Natural-language object grounding data:
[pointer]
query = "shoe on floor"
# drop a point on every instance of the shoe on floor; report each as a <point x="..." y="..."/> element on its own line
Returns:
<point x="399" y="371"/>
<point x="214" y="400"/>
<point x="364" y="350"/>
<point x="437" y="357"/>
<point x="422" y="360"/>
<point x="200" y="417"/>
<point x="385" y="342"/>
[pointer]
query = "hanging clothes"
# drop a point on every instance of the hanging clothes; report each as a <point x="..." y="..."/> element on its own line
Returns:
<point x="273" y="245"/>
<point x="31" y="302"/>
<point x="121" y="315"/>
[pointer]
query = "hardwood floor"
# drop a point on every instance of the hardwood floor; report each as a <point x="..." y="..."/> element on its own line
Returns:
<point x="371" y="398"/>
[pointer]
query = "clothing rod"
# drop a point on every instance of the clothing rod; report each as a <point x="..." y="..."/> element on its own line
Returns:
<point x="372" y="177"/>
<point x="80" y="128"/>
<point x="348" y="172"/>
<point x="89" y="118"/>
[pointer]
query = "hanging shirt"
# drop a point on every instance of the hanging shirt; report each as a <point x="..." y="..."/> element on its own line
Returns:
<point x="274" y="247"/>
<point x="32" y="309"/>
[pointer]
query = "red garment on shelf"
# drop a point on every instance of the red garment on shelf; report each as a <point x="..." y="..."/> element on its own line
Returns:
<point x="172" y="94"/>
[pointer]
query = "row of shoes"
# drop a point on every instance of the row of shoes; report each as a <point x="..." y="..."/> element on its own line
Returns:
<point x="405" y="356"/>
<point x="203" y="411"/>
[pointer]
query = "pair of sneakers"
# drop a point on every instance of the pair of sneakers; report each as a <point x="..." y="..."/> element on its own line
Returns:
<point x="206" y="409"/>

EXERCISE DESCRIPTION
Could every entry above be printed again, word for word?

FINISHED EXERCISE
[pointer]
query = "shoe on floor"
# drop a point on every instance of the shoe on floor; report each as a <point x="..." y="..."/> element on its own line
Returns:
<point x="399" y="371"/>
<point x="214" y="400"/>
<point x="364" y="350"/>
<point x="437" y="357"/>
<point x="422" y="360"/>
<point x="200" y="417"/>
<point x="385" y="342"/>
[pointer]
query = "hanging clothes"
# drop a point on every instance of the hanging clothes; report each as a <point x="..." y="..."/> element on its own line
Returns:
<point x="273" y="245"/>
<point x="31" y="302"/>
<point x="121" y="315"/>
[pointer]
query = "hardwood floor"
# drop a point on every instance of the hardwood floor; report each as a <point x="..." y="..."/> element on its own line
Returns:
<point x="371" y="398"/>
[pointer]
query = "clothing rod"
# drop a point on every instance of the clothing rod; report each as a <point x="..." y="..."/> element on its own line
Returns:
<point x="372" y="177"/>
<point x="80" y="128"/>
<point x="348" y="172"/>
<point x="89" y="118"/>
[pointer]
query = "hanging shirt"
# drop a point on every instance of the hanging shirt; report each as a <point x="..." y="..."/> element on its own line
Returns:
<point x="274" y="247"/>
<point x="32" y="309"/>
[pointer]
query = "red garment on shelf"
# drop a point on every instance of the red garment on shelf; report each as a <point x="..." y="..."/> element on its own line
Returns:
<point x="172" y="94"/>
[pointer]
query = "row of shoes"
# drop a point on every instance of the row of shoes; report each as a <point x="..." y="..."/> element on its own line
Returns:
<point x="405" y="356"/>
<point x="203" y="411"/>
[pointer]
query = "pair of sneakers"
# drop a point on every instance of the pair of sneakers; report each as a <point x="..." y="..."/> element on its own line
Returns:
<point x="206" y="409"/>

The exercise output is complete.